[Point annotation records]
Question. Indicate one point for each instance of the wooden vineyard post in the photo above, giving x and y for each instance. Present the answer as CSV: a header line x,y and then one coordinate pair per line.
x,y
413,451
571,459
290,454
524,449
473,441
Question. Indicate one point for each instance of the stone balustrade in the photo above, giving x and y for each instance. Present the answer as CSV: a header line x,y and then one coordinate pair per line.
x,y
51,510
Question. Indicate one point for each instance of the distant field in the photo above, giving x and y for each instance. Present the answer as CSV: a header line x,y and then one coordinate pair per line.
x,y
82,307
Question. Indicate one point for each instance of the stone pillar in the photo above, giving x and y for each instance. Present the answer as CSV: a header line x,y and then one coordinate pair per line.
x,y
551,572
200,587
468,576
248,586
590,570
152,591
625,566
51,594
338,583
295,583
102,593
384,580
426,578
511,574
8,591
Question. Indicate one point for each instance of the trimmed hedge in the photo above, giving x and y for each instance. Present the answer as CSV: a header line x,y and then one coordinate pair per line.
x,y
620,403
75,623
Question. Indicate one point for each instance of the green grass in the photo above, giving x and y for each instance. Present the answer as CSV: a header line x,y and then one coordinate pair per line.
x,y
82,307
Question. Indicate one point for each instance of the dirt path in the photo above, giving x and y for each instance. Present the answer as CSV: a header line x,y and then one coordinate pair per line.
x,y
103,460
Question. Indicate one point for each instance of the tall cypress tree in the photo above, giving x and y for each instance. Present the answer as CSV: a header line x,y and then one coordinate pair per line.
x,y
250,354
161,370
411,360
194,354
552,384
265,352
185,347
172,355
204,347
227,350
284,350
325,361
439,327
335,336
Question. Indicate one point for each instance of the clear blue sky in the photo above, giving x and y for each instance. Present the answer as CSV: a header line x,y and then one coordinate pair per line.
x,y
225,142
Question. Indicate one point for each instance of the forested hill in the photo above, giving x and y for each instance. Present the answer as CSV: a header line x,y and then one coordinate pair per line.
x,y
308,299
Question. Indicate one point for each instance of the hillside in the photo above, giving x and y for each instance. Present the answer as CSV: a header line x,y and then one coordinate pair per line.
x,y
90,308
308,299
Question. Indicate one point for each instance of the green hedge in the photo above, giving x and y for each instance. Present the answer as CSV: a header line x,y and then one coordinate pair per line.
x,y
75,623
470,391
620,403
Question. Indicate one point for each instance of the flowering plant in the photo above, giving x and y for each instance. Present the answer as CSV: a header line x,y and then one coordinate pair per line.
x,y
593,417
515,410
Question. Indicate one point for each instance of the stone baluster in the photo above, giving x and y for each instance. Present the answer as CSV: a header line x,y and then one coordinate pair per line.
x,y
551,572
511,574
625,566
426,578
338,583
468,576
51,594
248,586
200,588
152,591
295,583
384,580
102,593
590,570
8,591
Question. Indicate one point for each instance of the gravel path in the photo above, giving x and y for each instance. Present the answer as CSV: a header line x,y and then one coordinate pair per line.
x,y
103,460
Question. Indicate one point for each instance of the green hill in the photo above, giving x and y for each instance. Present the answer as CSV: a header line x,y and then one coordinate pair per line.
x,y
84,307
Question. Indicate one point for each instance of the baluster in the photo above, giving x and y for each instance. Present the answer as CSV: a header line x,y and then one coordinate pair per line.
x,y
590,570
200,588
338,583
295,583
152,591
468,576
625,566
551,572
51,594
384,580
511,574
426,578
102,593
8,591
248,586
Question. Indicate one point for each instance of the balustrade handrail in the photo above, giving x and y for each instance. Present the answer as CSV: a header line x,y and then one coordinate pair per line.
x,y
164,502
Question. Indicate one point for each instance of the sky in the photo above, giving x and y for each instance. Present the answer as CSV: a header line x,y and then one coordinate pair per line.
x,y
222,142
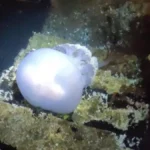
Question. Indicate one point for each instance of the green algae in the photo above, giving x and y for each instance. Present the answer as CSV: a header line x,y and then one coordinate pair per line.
x,y
94,110
39,40
21,129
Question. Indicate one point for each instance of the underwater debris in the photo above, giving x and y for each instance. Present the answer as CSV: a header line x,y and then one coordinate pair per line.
x,y
21,129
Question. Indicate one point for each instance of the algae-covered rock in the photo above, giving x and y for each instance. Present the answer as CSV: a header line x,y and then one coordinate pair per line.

• _YOUR TASK_
Return each line of the data, keeping its wording exact and omitting pictures.

• _RESULT_
Question. Indicate one point for each instance of the wooden vineyard post in the photo above, giving x and y for each instance. Present the answer as CSV: a header line x,y and then one coordinate pair per line.
x,y
413,451
571,459
290,454
524,449
473,441
Question. Indicate one point for each instance of the stone balustrade in the photo above, giving x and y for each instance. Present the answer as CSV: a header line x,y and then one coordinate pair per line.
x,y
51,510
Question. Indicate one point for each instance of the distant field in the photo above, giving x and y for each instance. Present the answer as CSV: a header line x,y and then one coordinate pair per line.
x,y
82,307
Question. Indicate one point for each instance of the stone pillar in the photo above, giving x and y for each instance. Present the answer as CSV: a header line x,y and then one coordinate pair per line.
x,y
551,572
200,587
468,576
248,586
590,570
152,591
625,566
51,594
338,583
295,583
102,593
384,580
426,578
511,574
8,591
Question. Indicate one point for each instance of the trimmed hedge in the photo above, giving x and y for each instance. Present the answer as CSV: a header line x,y and then one coordinate pair per line.
x,y
620,403
75,623
Question. Indicate one point for each instance of the green grass in the photo above, giving x and y for each instance. Present the answer as CSV: a header line x,y and then one coordinate pair per line.
x,y
82,307
Question. Indicate one point for each instance of the dirt path in the photo above, giving x and y for each instance. Present the answer as CSV: a header line x,y and then one coordinate pair per line.
x,y
103,460
Question. Indicate one point for each instance of the tall cypress tree in the photo above, giving x and y for each instance. Present the answer as CSV: a header line x,y and then one coordinate pair per line.
x,y
250,354
161,370
411,360
194,354
552,384
265,352
185,347
172,355
204,347
227,350
284,350
325,361
439,327
335,336
Question. Indicate one point for each instance of the clear blue sky in the photo above, giving x and y for each instance. Present the answer as CSV: a header line x,y and then one coordinate pair per line.
x,y
225,142
Question. Indicate one point for each instance of the forested hill in the photo above, giving x and y for each instance. Present the answer as CSV: a header line x,y and then one coordinate pair per line.
x,y
308,299
Question. Indicate one point for each instance of the hillside in the photo above, giving x and y for each instance. Present the answer as CSV: a header line x,y and then one coordinate pair per line.
x,y
90,308
308,299
Question. Indicate one point for each instance of the green hedge in the photo above, giving x and y for each instance. Present the answer as CSV: a header line x,y and then one coordinate pair per line.
x,y
75,623
470,391
620,403
Question. Indicate one point for each instance of the flowering plant in the photo above, giving x and y for each instance. Present the answer as CSV: a header line x,y and then one coordinate pair per line.
x,y
593,417
515,410
Question. Indicate one point for each instance of the stone baluster in the photo above, giving x and y for each instance. Present the answer as CSV: a header line x,y and then one coordinate pair per line.
x,y
551,572
511,574
625,566
426,578
338,583
468,576
51,594
248,586
200,588
152,591
295,583
384,580
102,593
590,570
8,591
Question. Indicate one point for each instance of the gravel path in the photo above, giving x and y for each instance. Present the answer as CSV: a header line x,y and then one coordinate pair per line.
x,y
103,460
Question. Indicate one point for each instance of the green hill in the photo above, giving x and y for each instance. Present the answer as CSV: a header line x,y and then one coordinate pair per line.
x,y
84,307
Question. Indicate one point for each instance of the baluster in the photo above, giving x and y for each instance. Present the answer as CSV: a header line x,y and then one coordinate pair per line.
x,y
590,570
200,588
338,583
295,583
152,591
468,576
625,566
551,572
51,594
384,580
511,574
426,578
102,593
8,591
248,586
Question. Indicate one point for each instance of the balustrade handrail in the photo above, giving x and y for each instance. Present the answer as CSV: a header line x,y and then one coordinate pair per line.
x,y
164,502
Question. Indicate one point for each instance of the sky in the photo above, giving x and y for each instance. Present the answer as CSV: a header line x,y and then one coordinate pair per line.
x,y
222,142
Question. Indicate one point for each instance of the green algae in the photo above, giving x and y for each instance. Present the answer as CSV: a header line x,y and then one coordinate pair per line.
x,y
94,110
39,40
21,129
Question. Indicate one point for each instance of the underwater debris in the photo above, giving x and y for each instance. Present the answer as CSV: a header line x,y and then one coordinate pair per line.
x,y
21,129
Question. Indicate one point for each instance of the algae-covered rock in the photo above, giving x and y for each instance. Present the answer as CSV: a header line x,y and then one coordinate pair per line.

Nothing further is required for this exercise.